[Brano selezionato]:

══════

Pendolare costretta a rinunciare al lavoro per i continui ritardi fa causa a Trenitalia

Una pendolare romana ha deciso di prendersi un periodo di aspettativa a lavoro perché esanime dalla sempre peggiore situazione dei trasporti pubblici

Se proprio ieri vi avevamo parlato delle due ragazzine costrette ad un viaggio infinito per andare a scuola a causa della mancanza di collegamenti tra due località molto vicine tra loro, ecco di nuovo l’ennesima “vittima” dell’arretratezza della mobilità sostenibile italiana.

Questa volta ci spostiamo nel Lazio, a raccontare la storia di una dei tanti pendolari che si muove nella regione per raggiungere Roma. Loredana Merlo, 48 anni, parte per la Capitale ogni giorno da Manziana (RM), comune distante una sessantina di chilometri dal centro di Roma.

Si dovrebbe però dire “partiva”, perché ha ufficialmente rinunciato al suo lavoro. Un tempo impiegava un’oretta per arrivare alla clinica dove faceva la fisioterapista. Ultimamente però ne impiega quattro. Un ritmo insostenibile che l’ha spinta ad una decisione estrema, come ha narrato all’edizione romana del Corriere della Sera:

Ho sopportato neve, nubifragi e ritardi. Ma ora basta, rinuncio e faccio causa a Trenitalia.

══════

[Record]:

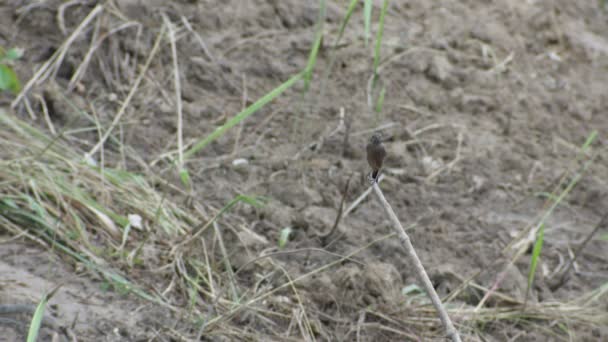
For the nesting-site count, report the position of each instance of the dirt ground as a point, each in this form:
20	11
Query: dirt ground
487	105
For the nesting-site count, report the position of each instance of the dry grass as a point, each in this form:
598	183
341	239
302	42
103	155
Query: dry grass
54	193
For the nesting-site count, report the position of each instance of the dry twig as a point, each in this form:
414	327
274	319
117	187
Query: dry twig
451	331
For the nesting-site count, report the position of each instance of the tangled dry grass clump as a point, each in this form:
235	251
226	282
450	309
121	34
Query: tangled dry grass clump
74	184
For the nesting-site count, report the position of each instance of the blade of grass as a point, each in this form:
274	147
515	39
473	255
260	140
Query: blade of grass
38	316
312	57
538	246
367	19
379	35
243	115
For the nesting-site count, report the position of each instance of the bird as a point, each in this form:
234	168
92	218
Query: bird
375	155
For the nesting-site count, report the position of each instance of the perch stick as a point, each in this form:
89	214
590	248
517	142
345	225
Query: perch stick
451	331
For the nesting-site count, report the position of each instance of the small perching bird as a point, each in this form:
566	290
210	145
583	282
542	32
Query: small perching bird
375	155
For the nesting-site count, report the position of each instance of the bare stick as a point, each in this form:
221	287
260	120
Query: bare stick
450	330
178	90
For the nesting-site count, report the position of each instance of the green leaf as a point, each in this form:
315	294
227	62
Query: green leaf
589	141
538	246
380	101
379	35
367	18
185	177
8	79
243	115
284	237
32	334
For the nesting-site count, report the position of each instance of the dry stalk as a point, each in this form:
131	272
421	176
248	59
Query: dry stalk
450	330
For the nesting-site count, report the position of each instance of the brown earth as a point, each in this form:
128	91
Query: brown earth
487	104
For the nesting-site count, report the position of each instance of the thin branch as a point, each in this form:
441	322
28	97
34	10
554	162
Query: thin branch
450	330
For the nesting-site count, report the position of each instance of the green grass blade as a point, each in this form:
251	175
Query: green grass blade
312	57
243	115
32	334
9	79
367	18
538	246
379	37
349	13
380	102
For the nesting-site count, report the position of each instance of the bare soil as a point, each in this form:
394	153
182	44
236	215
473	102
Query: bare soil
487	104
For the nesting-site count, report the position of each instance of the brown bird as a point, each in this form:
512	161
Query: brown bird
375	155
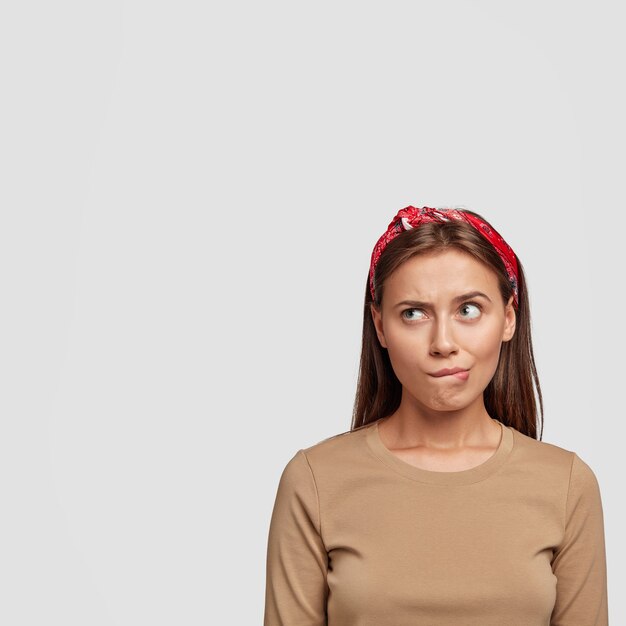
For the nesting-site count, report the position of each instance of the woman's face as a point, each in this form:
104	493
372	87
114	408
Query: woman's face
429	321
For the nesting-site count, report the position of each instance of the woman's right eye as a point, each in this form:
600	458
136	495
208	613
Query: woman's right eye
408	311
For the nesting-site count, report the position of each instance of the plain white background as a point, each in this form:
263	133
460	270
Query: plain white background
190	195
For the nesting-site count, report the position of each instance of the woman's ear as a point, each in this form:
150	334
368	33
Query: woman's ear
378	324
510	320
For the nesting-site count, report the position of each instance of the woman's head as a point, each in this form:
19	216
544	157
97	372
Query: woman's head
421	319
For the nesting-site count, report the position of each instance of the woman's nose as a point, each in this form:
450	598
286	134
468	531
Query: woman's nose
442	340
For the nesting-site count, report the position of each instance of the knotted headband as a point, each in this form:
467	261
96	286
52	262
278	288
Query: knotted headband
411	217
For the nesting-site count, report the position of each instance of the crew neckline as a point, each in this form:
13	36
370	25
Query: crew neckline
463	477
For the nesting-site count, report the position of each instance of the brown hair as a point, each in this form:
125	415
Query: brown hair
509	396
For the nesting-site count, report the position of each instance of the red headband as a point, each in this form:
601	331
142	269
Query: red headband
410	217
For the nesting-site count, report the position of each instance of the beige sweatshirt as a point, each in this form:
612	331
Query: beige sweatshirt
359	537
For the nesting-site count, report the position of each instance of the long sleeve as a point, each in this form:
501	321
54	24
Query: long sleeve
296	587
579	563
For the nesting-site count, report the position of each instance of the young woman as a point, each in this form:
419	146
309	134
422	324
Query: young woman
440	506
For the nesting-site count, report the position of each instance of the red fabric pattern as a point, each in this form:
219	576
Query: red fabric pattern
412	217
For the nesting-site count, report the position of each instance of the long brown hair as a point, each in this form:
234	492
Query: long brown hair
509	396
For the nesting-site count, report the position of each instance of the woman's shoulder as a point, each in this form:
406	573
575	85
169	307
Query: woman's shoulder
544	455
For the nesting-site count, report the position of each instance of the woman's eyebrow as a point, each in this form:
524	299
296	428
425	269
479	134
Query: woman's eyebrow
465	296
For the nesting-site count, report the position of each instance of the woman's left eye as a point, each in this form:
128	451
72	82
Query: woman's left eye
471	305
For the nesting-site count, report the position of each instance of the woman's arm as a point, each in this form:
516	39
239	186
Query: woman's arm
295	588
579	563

══════

Nel brano, da quale comune parte ogni giorno Loredana Merlo per raggiungere Roma? I record riportati non hanno alcun legame con il brano.

[Problema risolto]: Da Manziana (RM).